[Records from a dataset]

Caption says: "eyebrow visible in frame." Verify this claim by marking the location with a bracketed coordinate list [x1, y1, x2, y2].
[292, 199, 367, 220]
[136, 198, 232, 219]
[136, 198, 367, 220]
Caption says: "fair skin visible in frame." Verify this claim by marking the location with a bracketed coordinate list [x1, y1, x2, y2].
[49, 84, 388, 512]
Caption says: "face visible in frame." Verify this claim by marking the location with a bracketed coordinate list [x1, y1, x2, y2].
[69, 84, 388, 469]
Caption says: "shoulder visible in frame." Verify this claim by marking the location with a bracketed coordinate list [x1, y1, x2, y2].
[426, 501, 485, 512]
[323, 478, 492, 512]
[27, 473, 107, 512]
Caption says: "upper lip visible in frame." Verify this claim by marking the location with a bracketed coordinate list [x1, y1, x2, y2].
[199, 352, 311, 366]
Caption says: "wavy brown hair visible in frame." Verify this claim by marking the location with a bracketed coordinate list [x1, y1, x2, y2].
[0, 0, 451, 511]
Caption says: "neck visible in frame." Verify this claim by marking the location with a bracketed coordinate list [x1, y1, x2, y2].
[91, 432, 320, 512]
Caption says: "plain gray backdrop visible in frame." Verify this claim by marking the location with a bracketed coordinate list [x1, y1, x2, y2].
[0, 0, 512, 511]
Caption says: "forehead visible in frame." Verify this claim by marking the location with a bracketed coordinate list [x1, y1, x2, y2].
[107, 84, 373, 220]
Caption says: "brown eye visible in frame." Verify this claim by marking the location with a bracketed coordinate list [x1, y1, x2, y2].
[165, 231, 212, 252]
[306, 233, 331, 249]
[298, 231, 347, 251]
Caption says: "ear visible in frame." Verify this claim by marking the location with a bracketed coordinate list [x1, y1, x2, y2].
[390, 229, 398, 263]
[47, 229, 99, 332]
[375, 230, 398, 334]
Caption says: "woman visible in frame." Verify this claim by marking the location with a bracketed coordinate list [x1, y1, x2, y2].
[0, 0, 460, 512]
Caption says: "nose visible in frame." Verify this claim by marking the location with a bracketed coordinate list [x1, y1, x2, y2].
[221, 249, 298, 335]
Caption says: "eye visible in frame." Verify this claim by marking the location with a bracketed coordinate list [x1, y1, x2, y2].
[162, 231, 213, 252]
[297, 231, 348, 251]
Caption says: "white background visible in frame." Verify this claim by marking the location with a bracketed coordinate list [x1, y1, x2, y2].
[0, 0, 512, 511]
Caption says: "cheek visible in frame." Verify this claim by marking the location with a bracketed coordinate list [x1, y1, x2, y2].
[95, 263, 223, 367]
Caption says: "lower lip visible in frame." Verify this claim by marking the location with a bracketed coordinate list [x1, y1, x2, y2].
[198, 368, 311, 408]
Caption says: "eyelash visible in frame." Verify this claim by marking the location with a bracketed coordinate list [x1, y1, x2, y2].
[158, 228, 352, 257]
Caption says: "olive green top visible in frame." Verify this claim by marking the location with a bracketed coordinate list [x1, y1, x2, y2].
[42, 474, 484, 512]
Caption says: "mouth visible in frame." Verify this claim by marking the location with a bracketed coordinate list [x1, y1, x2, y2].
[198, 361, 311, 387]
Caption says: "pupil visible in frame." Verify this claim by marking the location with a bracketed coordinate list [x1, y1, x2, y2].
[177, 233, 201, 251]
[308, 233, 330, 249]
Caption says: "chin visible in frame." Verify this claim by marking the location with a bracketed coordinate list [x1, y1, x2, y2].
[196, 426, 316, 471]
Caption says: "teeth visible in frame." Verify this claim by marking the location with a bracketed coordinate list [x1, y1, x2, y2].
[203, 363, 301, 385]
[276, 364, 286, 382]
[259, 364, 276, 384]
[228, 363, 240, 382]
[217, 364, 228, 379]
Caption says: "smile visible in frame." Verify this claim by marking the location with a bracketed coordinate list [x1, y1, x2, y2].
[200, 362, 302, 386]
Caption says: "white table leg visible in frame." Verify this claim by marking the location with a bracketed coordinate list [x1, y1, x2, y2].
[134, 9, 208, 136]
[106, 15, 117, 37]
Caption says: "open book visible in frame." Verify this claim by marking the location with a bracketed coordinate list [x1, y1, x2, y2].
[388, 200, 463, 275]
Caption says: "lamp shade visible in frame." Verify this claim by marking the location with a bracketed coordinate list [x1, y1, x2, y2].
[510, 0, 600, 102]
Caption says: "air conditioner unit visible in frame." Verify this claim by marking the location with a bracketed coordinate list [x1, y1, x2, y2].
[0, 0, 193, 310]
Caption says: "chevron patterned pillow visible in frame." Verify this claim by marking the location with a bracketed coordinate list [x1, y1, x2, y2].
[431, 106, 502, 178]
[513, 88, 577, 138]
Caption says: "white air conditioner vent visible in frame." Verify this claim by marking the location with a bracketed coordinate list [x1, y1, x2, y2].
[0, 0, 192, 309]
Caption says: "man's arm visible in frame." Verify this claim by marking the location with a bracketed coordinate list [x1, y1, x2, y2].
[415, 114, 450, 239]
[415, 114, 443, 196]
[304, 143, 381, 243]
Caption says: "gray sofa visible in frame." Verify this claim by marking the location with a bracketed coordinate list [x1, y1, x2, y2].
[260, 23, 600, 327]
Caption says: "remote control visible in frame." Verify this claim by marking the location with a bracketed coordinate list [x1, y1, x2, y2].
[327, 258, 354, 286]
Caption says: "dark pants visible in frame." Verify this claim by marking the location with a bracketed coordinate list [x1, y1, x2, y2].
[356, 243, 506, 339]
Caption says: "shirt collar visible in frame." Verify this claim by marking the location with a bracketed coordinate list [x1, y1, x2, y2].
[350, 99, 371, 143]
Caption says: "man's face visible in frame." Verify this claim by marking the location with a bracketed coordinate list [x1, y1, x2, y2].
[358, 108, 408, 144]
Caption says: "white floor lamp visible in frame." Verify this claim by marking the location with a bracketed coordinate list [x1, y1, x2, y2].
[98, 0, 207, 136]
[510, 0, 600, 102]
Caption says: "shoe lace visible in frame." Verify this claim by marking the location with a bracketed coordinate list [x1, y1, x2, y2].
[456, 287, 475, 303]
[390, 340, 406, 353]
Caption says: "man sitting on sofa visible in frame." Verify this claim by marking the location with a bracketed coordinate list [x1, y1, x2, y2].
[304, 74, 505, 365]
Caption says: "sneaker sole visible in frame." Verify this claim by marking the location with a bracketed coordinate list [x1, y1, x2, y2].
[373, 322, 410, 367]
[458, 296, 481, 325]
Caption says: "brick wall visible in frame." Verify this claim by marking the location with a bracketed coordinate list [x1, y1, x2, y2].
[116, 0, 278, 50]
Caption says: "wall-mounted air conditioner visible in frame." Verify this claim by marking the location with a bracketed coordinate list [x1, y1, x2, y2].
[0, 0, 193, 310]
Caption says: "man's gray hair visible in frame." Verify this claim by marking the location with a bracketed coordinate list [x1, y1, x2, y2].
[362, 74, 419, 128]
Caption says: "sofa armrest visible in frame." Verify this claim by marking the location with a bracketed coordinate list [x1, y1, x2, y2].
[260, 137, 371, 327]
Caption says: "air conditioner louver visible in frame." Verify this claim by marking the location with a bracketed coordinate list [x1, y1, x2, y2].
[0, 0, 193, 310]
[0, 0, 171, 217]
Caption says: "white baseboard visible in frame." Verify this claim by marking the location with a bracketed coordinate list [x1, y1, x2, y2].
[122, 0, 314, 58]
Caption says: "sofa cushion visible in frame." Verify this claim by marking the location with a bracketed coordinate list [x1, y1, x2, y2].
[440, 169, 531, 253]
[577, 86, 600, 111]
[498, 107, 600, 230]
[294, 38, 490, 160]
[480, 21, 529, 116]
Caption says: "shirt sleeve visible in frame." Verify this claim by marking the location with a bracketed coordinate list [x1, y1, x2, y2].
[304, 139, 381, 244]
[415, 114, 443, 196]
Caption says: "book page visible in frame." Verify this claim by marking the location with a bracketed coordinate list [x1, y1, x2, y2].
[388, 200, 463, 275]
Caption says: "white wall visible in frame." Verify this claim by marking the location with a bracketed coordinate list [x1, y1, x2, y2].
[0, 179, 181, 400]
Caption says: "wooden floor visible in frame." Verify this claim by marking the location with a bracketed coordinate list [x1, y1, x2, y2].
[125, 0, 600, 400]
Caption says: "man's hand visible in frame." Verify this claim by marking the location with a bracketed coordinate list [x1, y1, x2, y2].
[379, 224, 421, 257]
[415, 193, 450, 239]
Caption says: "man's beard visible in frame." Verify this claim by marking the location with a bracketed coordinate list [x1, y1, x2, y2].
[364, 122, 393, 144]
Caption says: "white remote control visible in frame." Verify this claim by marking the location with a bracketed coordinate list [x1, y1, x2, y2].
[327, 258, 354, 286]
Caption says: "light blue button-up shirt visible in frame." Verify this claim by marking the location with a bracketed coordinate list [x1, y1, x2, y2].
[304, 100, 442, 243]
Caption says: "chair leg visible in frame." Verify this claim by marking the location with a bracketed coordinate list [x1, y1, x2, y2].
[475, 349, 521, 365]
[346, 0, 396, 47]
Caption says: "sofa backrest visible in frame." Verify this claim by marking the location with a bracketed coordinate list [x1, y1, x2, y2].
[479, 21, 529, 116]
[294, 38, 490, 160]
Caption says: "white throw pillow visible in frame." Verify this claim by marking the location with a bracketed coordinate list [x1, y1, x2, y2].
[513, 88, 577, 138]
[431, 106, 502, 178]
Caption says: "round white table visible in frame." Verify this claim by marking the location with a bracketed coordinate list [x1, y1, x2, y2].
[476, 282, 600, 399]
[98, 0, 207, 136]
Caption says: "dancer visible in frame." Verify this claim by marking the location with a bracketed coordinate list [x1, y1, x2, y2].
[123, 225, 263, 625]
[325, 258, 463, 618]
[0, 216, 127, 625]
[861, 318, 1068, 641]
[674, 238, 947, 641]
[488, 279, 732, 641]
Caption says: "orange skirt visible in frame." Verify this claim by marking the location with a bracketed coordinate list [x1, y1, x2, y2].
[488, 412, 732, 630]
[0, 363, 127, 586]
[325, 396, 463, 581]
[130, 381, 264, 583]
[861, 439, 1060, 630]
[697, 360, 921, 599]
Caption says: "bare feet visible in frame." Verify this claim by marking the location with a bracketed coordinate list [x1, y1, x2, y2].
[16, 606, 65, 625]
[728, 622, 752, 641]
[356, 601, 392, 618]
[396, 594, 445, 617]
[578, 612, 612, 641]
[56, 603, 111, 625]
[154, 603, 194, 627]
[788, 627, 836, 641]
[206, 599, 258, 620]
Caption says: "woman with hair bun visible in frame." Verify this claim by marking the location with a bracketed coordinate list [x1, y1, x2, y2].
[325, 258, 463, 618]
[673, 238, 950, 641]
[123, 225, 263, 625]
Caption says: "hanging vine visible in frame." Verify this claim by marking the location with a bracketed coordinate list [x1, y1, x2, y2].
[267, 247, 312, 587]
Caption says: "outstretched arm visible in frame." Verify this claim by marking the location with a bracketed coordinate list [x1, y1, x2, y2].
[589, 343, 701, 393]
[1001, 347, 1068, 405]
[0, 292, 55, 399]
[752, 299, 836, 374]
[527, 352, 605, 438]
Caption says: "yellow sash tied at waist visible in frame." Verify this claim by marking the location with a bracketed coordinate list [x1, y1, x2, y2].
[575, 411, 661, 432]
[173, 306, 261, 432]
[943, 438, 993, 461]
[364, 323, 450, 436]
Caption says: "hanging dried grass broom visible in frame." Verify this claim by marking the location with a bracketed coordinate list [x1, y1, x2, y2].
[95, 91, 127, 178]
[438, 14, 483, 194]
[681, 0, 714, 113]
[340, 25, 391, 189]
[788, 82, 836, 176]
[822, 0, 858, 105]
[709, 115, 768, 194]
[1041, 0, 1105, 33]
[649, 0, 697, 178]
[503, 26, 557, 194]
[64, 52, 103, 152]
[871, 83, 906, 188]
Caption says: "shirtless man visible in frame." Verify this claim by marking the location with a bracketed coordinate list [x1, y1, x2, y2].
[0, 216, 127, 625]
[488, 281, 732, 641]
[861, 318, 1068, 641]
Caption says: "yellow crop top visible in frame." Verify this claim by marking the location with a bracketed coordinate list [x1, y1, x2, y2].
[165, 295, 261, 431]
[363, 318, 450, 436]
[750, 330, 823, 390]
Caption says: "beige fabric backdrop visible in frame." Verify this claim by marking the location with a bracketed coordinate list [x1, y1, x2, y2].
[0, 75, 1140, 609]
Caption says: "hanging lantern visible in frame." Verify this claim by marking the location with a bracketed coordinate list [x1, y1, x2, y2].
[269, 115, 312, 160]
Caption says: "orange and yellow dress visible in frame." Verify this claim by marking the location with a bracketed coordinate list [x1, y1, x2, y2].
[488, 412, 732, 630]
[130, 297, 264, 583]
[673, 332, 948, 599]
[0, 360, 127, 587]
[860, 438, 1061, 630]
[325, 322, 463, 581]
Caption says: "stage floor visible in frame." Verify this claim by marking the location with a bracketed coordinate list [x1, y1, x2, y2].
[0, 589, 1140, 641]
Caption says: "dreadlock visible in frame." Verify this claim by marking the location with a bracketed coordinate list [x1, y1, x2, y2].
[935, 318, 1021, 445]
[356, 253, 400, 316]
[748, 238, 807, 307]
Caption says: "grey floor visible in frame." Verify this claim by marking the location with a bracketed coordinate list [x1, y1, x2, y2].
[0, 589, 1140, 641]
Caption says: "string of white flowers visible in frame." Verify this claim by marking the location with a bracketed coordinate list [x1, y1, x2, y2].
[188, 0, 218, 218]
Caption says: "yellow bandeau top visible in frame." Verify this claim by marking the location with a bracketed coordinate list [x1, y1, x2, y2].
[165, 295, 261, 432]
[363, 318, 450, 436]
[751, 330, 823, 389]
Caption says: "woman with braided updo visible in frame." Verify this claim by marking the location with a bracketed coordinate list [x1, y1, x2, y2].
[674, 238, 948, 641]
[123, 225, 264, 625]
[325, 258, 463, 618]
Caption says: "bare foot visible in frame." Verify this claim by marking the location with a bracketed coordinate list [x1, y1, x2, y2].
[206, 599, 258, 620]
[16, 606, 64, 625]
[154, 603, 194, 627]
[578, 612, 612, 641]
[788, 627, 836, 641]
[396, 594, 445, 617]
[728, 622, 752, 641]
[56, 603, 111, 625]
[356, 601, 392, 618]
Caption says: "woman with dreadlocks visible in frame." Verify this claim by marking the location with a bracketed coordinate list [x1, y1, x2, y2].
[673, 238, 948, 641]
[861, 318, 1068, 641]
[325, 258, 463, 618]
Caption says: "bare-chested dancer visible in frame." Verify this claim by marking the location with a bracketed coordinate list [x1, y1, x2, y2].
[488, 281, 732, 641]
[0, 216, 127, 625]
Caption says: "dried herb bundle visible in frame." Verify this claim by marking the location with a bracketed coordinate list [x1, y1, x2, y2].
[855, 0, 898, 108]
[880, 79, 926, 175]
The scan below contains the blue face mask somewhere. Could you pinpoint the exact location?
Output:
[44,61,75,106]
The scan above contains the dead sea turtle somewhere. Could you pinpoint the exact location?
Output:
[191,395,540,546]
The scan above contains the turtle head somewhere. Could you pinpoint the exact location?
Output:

*TO DO:* Copy word for word the lines from the very first one through the line holding "[27, 473, 107, 512]", with both ends included.

*RESPONSE BELOW:*
Caption says: "eyebrow visible in frame." Verify this claim by marking the location with a bracketed coordinate list [x1, y1, x2, y2].
[292, 199, 367, 220]
[136, 198, 232, 219]
[136, 198, 367, 220]
Caption says: "fair skin visible in frame." Verify this claim by marking the location with a bracketed coordinate list [x1, y1, x2, y2].
[49, 84, 388, 512]
Caption says: "face visible in frame." Verify this claim by marking the location with a bracketed coordinate list [x1, y1, x2, y2].
[69, 84, 388, 469]
Caption says: "shoulder visible in frame." Verify this claim by marking the location with a bracketed coordinate list [x1, y1, x2, y2].
[426, 501, 485, 512]
[323, 478, 492, 512]
[27, 473, 107, 512]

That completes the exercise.